• Work to complete:
Use the entries below and reproduce exactly the lines from the one containing "Query: woven bamboo wall" down to the one containing "Provide one point per instance of the hillside", both of them included.

+ + +

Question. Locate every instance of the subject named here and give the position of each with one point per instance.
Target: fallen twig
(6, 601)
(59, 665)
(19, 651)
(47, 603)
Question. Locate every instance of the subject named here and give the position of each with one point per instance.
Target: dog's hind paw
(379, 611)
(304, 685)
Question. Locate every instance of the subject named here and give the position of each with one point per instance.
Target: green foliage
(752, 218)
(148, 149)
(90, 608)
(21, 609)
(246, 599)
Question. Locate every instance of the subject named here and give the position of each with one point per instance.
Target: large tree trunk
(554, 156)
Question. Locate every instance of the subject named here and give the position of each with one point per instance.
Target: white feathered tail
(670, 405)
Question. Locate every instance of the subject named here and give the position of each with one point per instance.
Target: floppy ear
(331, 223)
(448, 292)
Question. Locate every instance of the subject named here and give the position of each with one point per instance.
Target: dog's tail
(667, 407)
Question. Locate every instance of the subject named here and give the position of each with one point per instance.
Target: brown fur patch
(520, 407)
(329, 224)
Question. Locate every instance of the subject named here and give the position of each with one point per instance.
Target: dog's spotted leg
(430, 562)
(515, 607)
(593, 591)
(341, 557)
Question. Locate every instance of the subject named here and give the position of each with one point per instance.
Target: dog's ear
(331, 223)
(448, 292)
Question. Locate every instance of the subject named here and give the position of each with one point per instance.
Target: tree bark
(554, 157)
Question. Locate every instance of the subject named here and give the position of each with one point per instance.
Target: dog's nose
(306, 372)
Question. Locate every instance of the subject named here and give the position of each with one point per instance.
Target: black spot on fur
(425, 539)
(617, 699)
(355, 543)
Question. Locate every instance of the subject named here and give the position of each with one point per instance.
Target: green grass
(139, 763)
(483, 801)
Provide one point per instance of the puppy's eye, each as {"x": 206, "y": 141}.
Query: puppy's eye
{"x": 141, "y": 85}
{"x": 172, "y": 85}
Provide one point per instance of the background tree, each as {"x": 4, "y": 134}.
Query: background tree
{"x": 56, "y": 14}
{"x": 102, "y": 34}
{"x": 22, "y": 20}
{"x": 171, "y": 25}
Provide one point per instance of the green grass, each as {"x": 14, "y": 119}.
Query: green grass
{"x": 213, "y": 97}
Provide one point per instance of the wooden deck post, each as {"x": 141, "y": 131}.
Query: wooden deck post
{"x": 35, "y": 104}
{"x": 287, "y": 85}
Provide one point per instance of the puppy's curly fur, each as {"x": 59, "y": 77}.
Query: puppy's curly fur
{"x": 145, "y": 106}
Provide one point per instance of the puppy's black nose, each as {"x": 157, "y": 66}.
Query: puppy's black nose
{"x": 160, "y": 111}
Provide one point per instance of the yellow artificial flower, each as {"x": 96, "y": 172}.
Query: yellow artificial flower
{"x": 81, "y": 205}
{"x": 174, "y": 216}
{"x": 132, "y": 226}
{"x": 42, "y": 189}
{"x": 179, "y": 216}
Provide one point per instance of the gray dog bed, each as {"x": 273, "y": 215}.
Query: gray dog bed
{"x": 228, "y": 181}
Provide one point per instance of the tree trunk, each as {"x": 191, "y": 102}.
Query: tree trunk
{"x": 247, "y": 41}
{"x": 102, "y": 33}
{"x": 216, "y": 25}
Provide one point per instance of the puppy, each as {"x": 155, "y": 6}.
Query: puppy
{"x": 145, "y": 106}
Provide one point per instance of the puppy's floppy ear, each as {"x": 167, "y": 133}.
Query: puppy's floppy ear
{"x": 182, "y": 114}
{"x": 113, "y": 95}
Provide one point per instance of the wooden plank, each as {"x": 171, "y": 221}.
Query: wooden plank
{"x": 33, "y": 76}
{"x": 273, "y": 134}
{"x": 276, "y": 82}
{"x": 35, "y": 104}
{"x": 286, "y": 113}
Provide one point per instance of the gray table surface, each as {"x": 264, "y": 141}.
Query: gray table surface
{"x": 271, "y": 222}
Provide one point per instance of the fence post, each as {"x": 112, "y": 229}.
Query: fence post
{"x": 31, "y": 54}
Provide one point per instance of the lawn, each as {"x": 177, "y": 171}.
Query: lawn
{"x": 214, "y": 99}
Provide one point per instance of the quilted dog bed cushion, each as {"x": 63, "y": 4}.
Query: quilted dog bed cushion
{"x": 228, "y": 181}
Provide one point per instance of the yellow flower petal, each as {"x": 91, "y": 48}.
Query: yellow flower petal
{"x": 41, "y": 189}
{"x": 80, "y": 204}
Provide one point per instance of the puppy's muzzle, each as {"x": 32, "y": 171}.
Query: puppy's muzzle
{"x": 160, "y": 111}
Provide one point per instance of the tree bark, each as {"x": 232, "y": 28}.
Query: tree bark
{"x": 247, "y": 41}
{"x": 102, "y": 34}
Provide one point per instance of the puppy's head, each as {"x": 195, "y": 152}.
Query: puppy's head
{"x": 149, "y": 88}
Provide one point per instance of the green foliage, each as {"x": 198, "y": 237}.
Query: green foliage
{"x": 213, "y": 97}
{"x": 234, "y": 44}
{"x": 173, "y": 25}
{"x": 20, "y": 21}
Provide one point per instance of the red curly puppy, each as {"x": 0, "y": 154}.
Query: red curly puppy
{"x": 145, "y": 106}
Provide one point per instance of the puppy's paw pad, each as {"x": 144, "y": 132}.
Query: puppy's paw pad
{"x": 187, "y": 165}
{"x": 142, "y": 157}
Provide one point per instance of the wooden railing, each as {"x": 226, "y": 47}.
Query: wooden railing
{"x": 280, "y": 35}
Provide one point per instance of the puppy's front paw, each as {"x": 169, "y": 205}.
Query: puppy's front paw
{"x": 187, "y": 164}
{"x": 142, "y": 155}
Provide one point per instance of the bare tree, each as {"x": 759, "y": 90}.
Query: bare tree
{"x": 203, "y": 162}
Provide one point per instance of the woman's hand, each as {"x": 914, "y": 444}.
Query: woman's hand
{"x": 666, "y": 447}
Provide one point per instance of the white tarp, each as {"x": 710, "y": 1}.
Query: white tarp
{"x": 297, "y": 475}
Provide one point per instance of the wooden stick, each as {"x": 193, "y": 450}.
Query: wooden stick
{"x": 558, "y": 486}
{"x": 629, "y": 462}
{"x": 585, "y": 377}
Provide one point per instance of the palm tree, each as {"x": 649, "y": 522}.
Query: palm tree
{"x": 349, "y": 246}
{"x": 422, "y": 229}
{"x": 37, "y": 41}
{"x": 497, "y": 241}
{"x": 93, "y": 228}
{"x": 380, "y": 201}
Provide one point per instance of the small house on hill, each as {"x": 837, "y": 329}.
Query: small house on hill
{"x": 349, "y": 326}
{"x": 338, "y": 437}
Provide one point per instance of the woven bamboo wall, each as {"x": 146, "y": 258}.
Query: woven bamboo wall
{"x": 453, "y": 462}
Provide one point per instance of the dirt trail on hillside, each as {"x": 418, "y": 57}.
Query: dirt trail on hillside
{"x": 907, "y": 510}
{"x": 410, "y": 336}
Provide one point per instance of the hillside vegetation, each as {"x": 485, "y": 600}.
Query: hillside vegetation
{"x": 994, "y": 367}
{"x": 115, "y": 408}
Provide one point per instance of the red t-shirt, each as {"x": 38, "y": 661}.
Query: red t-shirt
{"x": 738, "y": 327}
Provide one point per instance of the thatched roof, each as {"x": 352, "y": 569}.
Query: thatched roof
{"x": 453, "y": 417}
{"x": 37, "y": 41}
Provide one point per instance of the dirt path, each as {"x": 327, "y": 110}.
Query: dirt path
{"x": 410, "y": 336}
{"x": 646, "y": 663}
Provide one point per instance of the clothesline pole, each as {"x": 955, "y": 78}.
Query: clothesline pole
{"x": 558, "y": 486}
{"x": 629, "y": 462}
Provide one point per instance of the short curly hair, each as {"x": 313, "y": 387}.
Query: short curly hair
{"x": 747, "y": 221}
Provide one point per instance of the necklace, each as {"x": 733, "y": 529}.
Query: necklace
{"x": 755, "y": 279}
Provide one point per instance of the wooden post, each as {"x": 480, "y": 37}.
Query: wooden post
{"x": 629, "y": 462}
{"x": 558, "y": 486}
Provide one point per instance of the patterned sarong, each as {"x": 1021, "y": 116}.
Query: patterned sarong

+ + +

• Output:
Query: woven bamboo wall
{"x": 453, "y": 462}
Provide one point per instance of the dirt trail on hillside, each as {"x": 418, "y": 57}.
Query: dirt trail on hillside
{"x": 907, "y": 510}
{"x": 410, "y": 336}
Provide one point per instance of the hillside vegetation, each as {"x": 485, "y": 600}.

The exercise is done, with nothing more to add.